### [Exercises to complete]
1. According to the Burgundy tasting article, what vintage were the Pinot Noirs in the tasting from?
2. Drawing on the Burgundy tasting article, explain why Bruce Sanderson says Burgundy lovers can thank growers like the four at the tasting.
3. Write the next part of the Burgundy tasting article, picking up after its final sentence.

### [Excerpt provided]
§

“Today Burgundy is making some of its best wines,” said senior editor Bruce Sanderson, introducing a tasting of limited-production Pinot Noirs from the highly rated 2009 vintage. “And for us Burgundy lovers, we can thank growers like the four sitting in front of you today,” he continued, describing a sea change that happened roughly 20 years ago, in which vintners began to taste each other’s wines and share winemaking techniques instead of guarding secrets, as had been the case for generations.
With the tasting split evenly between one premier cru and one grand cru each from the Côte de Beaune and the Côte de Nuits, the seminar was not only a glimpse into the vintage character and the terroir of Burgundy, but also an exploration of the role that winemakers play in creating a great wine.

§

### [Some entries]
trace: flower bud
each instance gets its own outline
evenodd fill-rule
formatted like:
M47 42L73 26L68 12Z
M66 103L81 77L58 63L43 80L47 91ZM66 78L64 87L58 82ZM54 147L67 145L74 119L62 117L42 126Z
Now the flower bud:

§

### [Answers by task]
1. 2009

2. Roughly 20 years ago, vintners began to taste each other's wines and share winemaking techniques rather than guard their secrets, as had been done for generations. Sanderson credits that change, brought about by growers like these four, with Burgundy now making some of its best wines.

3.
Abundant sunshine, warm weather and rain at the right time made for near-perfect growing conditions in 2009, said Sanderson. But that didn’t let vintners off the hook. For such a ripe vintage, said Nathalie Tollot, who was presenting the soft, elegant Tollot-Beaut Corton-Bressandes, the challenge was to “keep fresh fruit and pick quite early.”
Etienne Grivot echoed that sentiment: When it comes to deciding when to harvest the grapes, “Three to four more days [on the vine] can mean an additional 1 percent of alcohol.” The Clos de Vougeot he brought, one of 18 cuvées from Domaine Jean Grivot, was the most structured and powerful of the four in the tasting.
Christophe Roumier, whose grandfather planted the tiny appellation of Morey-St.-Denis in 1953, sees similarities between the 1990 vintage and the 2009s, and predicted the wines would be best after eight to 10 years. However, Sanderson noted that the wines were more approachable in their youth than the more acidic 2008s.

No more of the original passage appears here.